[Saved entries]
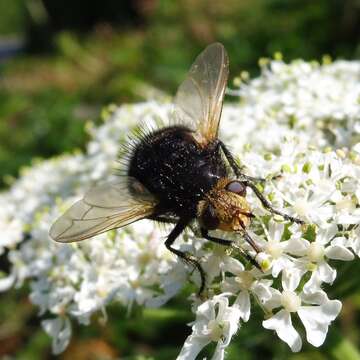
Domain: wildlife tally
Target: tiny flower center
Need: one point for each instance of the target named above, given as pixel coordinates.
(263, 259)
(301, 206)
(216, 329)
(290, 301)
(245, 279)
(345, 204)
(274, 249)
(316, 252)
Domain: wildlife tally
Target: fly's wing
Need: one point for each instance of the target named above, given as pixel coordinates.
(199, 98)
(105, 207)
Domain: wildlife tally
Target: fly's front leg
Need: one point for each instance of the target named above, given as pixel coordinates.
(236, 168)
(188, 258)
(205, 234)
(268, 205)
(250, 181)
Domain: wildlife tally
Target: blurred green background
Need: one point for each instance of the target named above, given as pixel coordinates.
(61, 61)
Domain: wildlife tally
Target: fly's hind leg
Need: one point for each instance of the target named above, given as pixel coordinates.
(188, 258)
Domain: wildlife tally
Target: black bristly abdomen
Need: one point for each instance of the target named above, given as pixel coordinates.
(174, 168)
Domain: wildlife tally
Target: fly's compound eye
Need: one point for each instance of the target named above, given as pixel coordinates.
(209, 219)
(237, 187)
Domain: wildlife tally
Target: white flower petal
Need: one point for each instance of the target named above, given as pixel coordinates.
(316, 320)
(281, 323)
(192, 346)
(242, 302)
(338, 252)
(60, 331)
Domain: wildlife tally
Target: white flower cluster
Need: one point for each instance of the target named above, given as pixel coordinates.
(298, 125)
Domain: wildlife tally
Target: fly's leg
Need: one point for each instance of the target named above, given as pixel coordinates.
(188, 258)
(250, 182)
(205, 234)
(268, 206)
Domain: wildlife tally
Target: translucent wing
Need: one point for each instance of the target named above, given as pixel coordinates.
(199, 98)
(105, 207)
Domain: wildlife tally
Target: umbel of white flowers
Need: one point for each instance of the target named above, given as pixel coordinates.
(298, 120)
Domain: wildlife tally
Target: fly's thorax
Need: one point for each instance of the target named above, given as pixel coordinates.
(225, 207)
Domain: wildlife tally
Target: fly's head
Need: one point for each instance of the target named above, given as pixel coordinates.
(225, 207)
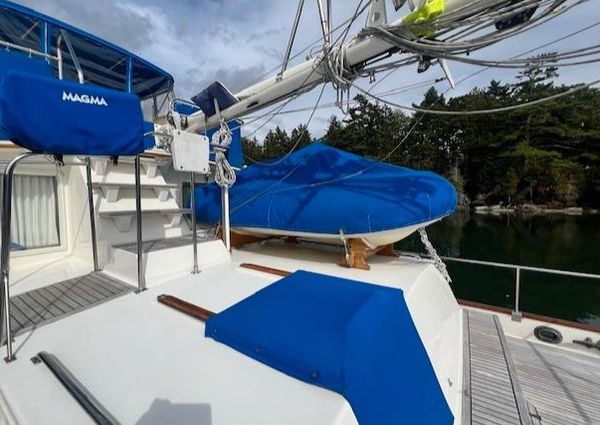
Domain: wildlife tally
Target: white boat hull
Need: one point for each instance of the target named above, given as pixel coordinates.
(372, 240)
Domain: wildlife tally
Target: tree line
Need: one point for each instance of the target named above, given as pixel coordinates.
(544, 154)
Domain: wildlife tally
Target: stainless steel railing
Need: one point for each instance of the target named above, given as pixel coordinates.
(517, 314)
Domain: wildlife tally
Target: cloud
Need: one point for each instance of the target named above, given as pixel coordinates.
(237, 41)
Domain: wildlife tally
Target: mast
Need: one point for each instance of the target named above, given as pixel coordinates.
(353, 54)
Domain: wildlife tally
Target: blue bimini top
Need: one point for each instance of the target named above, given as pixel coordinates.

> [Your instructions]:
Reproduce every record above exactly, but leave out the pictures.

> [Response to the exercise]:
Domain: wildlife tally
Target: tiny flower center
Need: one point for each instance of the target named above, given as pixel coordinates.
(263, 259)
(301, 206)
(216, 329)
(290, 301)
(245, 279)
(345, 204)
(274, 249)
(316, 252)
Domain: wildlife tally
Target: fly's wing
Need: one point for each instance of the target named above, given as pixel coordinates.
(199, 98)
(105, 207)
Domain: wildlife tally
Target: fly's front leg
Need: one point for each instance of the target named above, given as pixel coordinates.
(236, 168)
(188, 258)
(205, 234)
(268, 205)
(250, 181)
Domain: wildlife tally
Target: blurred green background
Need: one point for each instance of the target named above, given as pixel coordinates.
(61, 61)
Domain: wildlife tally
Target: fly's hind leg
Need: one point for each instance of the target named above, given as pixel coordinates.
(188, 258)
Domain: wildlife tally
Target: black bristly abdomen
Need: one point for each instance of the target named above, given as pixel coordinates.
(174, 168)
Domain: wildlife tally
Target: fly's compound eye
Need: one point for each instance of the target named above, given as pixel coordinates.
(209, 219)
(237, 187)
Domain: wildlife tally
Target: white flower petal
Need: one point for each instance of the target named above, given as pixel coordinates.
(316, 320)
(281, 323)
(192, 346)
(242, 302)
(338, 252)
(60, 331)
Domain: wildlife tally
Target: white flower cluster
Need: one point for each instance of the target named above, given as pixel coordinates.
(298, 125)
Domain: wildlife tally
Target: fly's leg
Need: one point for each instance of the target named above, given as pixel coordinates.
(188, 258)
(250, 182)
(205, 234)
(268, 206)
Domain: wildlife tally
Target: translucent wing
Need: one point for each instance of the target named above, given as pixel coordinates.
(199, 98)
(105, 207)
Domain: wildlife tally
Target: umbel of white flowers
Need: one point for each instance of the target named above, given as pixel coordinates.
(298, 120)
Domain: wildlife tally
Target: fly's thorax
Need: one point for each instance of the target named above, given as pixel coordinates.
(225, 207)
Domain: wildlife tally
Target: fly's head
Need: one point for each instance of the target named above, given as pixel coordinates.
(225, 207)
Domain: wildlife tally
Target: white boat hull
Need: one point for each instance of the target named above, given as pixel coordinates.
(372, 240)
Domain: wildlife tally
Target: tree line
Need: one point for each instance of the target named above, given as pixel coordinates.
(544, 154)
Domain: wildlife tally
Target: stainless steel railing
Need: one point for each instance of the target named above, given as pixel coordinates.
(517, 314)
Domain: wildlife tally
Target: cloud
Need: one point for each instance of the target named above, given as pixel coordinates.
(237, 41)
Domain: wildlife tally
Target: mast
Need: one point for each instance of the target named above, given as pixel coordinates.
(353, 54)
Domain: wildlife tally
Target: blue bimini top
Need: one point for each instance of the target named above, given as pixel coordinates.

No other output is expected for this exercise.